Stored dataset items:
········
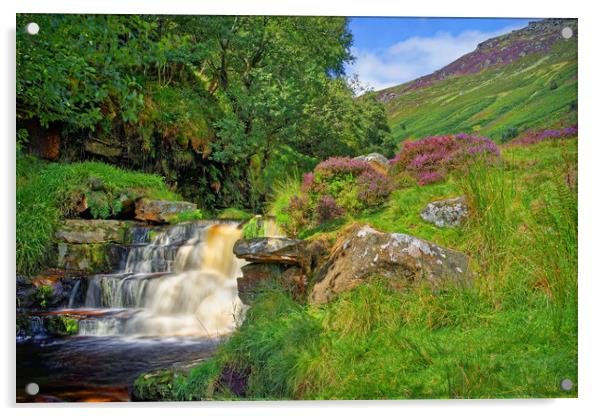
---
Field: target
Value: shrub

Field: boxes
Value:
[501,127,518,143]
[316,195,345,224]
[286,157,395,235]
[512,125,578,146]
[357,170,395,207]
[390,134,500,185]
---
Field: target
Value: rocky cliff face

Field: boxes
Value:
[379,19,577,98]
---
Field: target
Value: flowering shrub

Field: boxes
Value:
[511,126,578,146]
[316,195,345,224]
[389,134,500,185]
[356,170,395,207]
[287,157,395,235]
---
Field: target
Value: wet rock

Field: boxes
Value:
[56,243,126,273]
[353,153,389,175]
[234,237,303,264]
[84,140,121,159]
[131,369,178,402]
[300,236,333,274]
[280,266,308,303]
[309,226,470,304]
[16,269,81,310]
[420,196,468,227]
[136,198,196,223]
[54,220,132,244]
[236,263,284,305]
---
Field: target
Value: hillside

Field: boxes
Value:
[378,19,577,143]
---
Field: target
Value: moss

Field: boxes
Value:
[44,315,79,337]
[217,208,253,221]
[169,209,207,224]
[34,285,54,309]
[56,243,122,273]
[132,370,181,402]
[16,153,181,275]
[242,217,265,238]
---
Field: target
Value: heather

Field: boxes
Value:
[511,125,578,146]
[379,20,578,143]
[175,139,577,400]
[390,134,500,185]
[277,157,395,235]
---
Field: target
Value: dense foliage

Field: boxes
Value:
[156,139,577,400]
[285,157,395,235]
[17,14,388,207]
[391,134,500,185]
[512,125,578,145]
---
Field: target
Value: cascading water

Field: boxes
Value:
[69,223,245,337]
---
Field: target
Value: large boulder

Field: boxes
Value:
[136,198,196,224]
[353,153,389,175]
[309,226,470,304]
[420,196,468,227]
[233,237,303,264]
[54,220,131,244]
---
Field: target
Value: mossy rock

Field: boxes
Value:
[56,243,125,273]
[131,370,183,402]
[54,220,132,244]
[44,315,79,337]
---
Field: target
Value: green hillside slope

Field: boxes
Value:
[379,19,577,143]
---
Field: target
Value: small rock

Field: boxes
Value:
[236,263,284,305]
[233,237,302,264]
[56,243,126,273]
[420,196,468,227]
[54,220,131,244]
[136,198,196,224]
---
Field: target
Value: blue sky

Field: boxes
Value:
[346,17,535,90]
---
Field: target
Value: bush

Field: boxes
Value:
[512,125,579,146]
[286,157,395,235]
[390,134,500,185]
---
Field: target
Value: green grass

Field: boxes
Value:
[165,139,578,400]
[16,154,180,274]
[385,39,577,143]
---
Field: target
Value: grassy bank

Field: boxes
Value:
[144,139,577,400]
[16,154,180,274]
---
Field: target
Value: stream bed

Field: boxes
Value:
[17,336,219,402]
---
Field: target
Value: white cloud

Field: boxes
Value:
[347,26,520,90]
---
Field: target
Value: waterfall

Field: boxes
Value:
[70,222,244,337]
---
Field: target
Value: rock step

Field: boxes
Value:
[233,237,303,264]
[135,198,197,224]
[54,220,134,244]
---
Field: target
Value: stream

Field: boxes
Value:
[16,222,246,402]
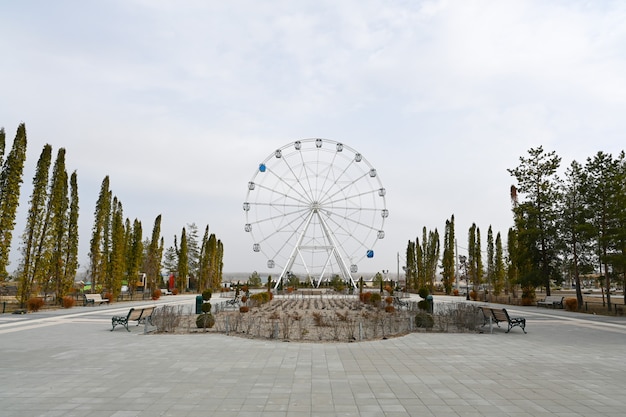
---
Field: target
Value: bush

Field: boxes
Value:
[417,287,430,299]
[26,297,44,311]
[63,295,76,308]
[196,313,215,329]
[415,312,435,329]
[563,298,578,311]
[250,291,272,305]
[370,292,383,305]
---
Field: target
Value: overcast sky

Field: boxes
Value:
[0,0,626,278]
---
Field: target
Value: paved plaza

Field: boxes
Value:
[0,296,626,417]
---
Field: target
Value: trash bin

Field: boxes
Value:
[196,295,204,314]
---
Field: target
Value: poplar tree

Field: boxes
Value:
[0,123,27,281]
[124,219,143,294]
[493,232,506,295]
[144,214,163,291]
[176,227,189,292]
[106,197,126,298]
[442,215,456,295]
[63,171,79,294]
[559,161,594,309]
[89,175,110,292]
[198,225,211,292]
[585,152,623,311]
[467,223,478,292]
[508,146,561,296]
[43,148,69,298]
[0,127,7,166]
[405,240,417,290]
[487,225,496,290]
[18,144,52,307]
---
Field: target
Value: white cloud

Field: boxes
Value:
[0,0,626,278]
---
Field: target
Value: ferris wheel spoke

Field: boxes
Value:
[321,190,379,208]
[280,152,313,201]
[320,169,378,206]
[251,184,309,205]
[250,209,308,229]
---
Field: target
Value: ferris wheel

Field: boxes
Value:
[243,138,389,286]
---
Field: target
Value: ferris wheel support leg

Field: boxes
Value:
[317,213,356,288]
[274,212,313,289]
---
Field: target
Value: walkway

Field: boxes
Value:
[0,296,626,417]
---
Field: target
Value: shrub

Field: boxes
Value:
[563,298,578,311]
[417,300,430,311]
[196,313,215,329]
[26,297,44,311]
[370,292,383,305]
[250,292,271,305]
[63,295,76,308]
[417,287,430,299]
[415,312,435,329]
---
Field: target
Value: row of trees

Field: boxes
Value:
[0,123,224,305]
[406,215,508,295]
[164,223,224,292]
[0,123,78,305]
[508,147,626,310]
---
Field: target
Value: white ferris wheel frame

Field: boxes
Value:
[243,138,389,288]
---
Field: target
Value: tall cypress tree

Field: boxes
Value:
[44,148,69,297]
[508,146,561,295]
[145,214,163,291]
[176,227,189,292]
[585,152,623,311]
[442,215,456,295]
[493,232,506,295]
[487,225,496,290]
[0,123,27,280]
[18,144,52,307]
[63,171,79,294]
[89,175,110,291]
[125,219,143,293]
[107,197,126,298]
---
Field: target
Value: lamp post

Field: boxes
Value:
[459,256,469,301]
········
Reproduce every one of these records word for word, omitting the pictures from your answer.

Full response:
---
Field: target
Value: shrub

Field: boxes
Value:
[501,127,518,143]
[316,195,345,224]
[286,157,395,235]
[512,125,578,146]
[357,170,395,207]
[390,134,500,185]
---
Field: target
Value: rocky cliff face

Field: boxes
Value:
[379,19,577,98]
---
Field: target
Value: flowering shrub

Field: boxes
Value:
[511,126,578,146]
[316,195,345,224]
[389,134,500,185]
[356,170,395,207]
[287,157,395,235]
---
Field: target
Value: wet rock

Field: boxes
Value:
[56,243,126,273]
[353,153,389,175]
[234,237,303,264]
[84,140,121,159]
[131,369,178,402]
[300,236,333,274]
[280,266,308,303]
[309,226,470,304]
[16,269,81,310]
[420,196,468,227]
[136,198,196,223]
[54,220,132,244]
[236,263,284,305]
---
Field: target
Value: hillside

Field: boxes
Value:
[378,19,577,143]
---
Field: target
Value: moss

Field: boxes
Value:
[44,315,79,337]
[217,208,253,221]
[169,209,207,224]
[34,285,54,309]
[56,243,122,273]
[132,370,181,402]
[16,153,181,275]
[242,217,265,238]
---
Field: target
Value: heather

Field: boxes
Value:
[511,125,578,146]
[379,20,578,143]
[175,139,577,400]
[390,134,500,185]
[277,157,395,235]
---
Field: target
Value: dense foliage

Field: boxes
Value:
[156,139,577,400]
[285,157,395,235]
[17,14,388,207]
[391,134,500,185]
[512,125,578,145]
---
Field: target
Value: cascading water

Field: boxes
Value:
[69,223,245,337]
---
Field: target
Value: large boulder

Field: boxes
Value:
[136,198,196,224]
[353,153,389,175]
[309,226,470,304]
[420,196,468,227]
[233,237,303,264]
[54,220,131,244]
---
Field: target
Value: mossy rock

Field: boxes
Value:
[56,243,125,273]
[131,370,183,402]
[54,220,132,244]
[44,315,79,337]
---
Field: target
Value: green hillside slope

Field: boxes
Value:
[379,19,577,143]
---
Field: target
Value: small rock

Field: boxes
Value:
[236,263,284,305]
[233,237,302,264]
[56,243,126,273]
[420,196,468,227]
[54,220,131,244]
[136,198,196,224]
---
Field: target
Value: blue sky

Field: boxes
Value:
[346,17,535,90]
---
Field: target
Value: bush

Field: boxes
Value:
[512,125,579,146]
[286,157,395,235]
[390,134,500,185]
---
Field: target
Value: green grass

Field: boxes
Value:
[165,139,578,400]
[16,154,180,274]
[385,39,577,143]
---
Field: target
Value: grassy bank

Field: boxes
Value:
[144,139,577,400]
[16,154,180,274]
---
Field: target
Value: stream bed

Field: boxes
Value:
[17,336,219,402]
---
Field: target
Value: white cloud

Field: boxes
Value:
[347,26,520,90]
---
Field: target
Value: waterfall

Field: boxes
Value:
[70,222,244,337]
---
Field: target
Value: rock step

Field: boxes
Value:
[233,237,303,264]
[135,198,197,224]
[54,220,134,244]
---
Field: target
Value: stream

Field: boxes
Value:
[16,222,246,402]
---
Field: target
Value: bush

Field: boxes
Value:
[417,287,430,299]
[26,297,44,311]
[63,295,76,308]
[196,313,215,329]
[415,312,435,329]
[563,298,578,311]
[250,291,272,305]
[370,292,383,305]
---
Field: target
Value: overcast sky

Field: boxes
Value:
[0,0,626,278]
---
Field: target
Value: paved plaza

Field: boxes
Value:
[0,296,626,417]
---
Field: target
Value: trash bin

Field: boxes
Value:
[196,295,204,314]
---
Field: target
Value: poplar tree

Field: boxes
Value:
[0,123,27,281]
[124,219,143,294]
[493,232,506,295]
[144,214,163,291]
[176,227,189,292]
[106,197,126,298]
[442,215,456,295]
[63,171,79,294]
[559,161,594,309]
[89,175,110,292]
[198,225,211,292]
[585,152,623,311]
[467,223,478,292]
[508,146,561,296]
[43,148,69,298]
[0,127,7,166]
[405,240,417,290]
[487,225,496,290]
[18,144,52,307]
---
Field: target
Value: white cloud

Field: boxes
Value:
[0,0,626,278]
---
Field: target
Value: ferris wheel spoke

Field: boxes
Value:
[321,190,379,208]
[280,152,313,201]
[320,169,378,206]
[251,184,309,205]
[250,209,308,229]
---
Field: target
Value: ferris wheel

Field: boxes
Value:
[243,138,389,286]
---
Field: target
Value: ferris wheel support leg

Field: boxes
Value:
[317,213,356,288]
[274,212,313,289]
---
Field: target
Value: walkway

Field: boxes
Value:
[0,296,626,417]
---
Field: target
Value: shrub

Field: boxes
Value:
[563,298,578,311]
[417,300,430,311]
[196,313,215,329]
[26,297,44,311]
[370,292,383,305]
[250,292,271,305]
[63,295,76,308]
[417,287,430,299]
[415,312,435,329]
---
Field: target
Value: row of trees

Field: boxes
Value:
[0,123,224,305]
[406,215,508,295]
[164,223,224,292]
[0,123,78,305]
[508,147,626,310]
---
Field: target
Value: white ferris wheel frame

Field: boxes
Value:
[243,138,389,288]
---
Field: target
Value: tall cypress tree

Field: boxes
Value:
[44,148,69,297]
[508,146,561,295]
[145,214,163,291]
[176,227,189,292]
[585,152,623,311]
[442,215,456,295]
[493,232,506,295]
[487,225,496,290]
[0,123,27,280]
[18,144,52,307]
[63,171,79,294]
[89,175,110,291]
[125,219,143,293]
[107,197,126,298]
---
Field: target
Value: lamp post

Field: boxes
Value:
[459,256,469,301]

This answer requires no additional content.